• Data excerpts
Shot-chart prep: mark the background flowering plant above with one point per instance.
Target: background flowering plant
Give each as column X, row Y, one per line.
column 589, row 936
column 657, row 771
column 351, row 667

• Work to be completed
Write out the items above word for word, keeping every line and its order.

• The result
Shot-chart prep: mark the background flowering plant above with one point per instance.
Target: background flowering plant
Give each as column X, row Y, one per line.
column 589, row 936
column 657, row 771
column 351, row 667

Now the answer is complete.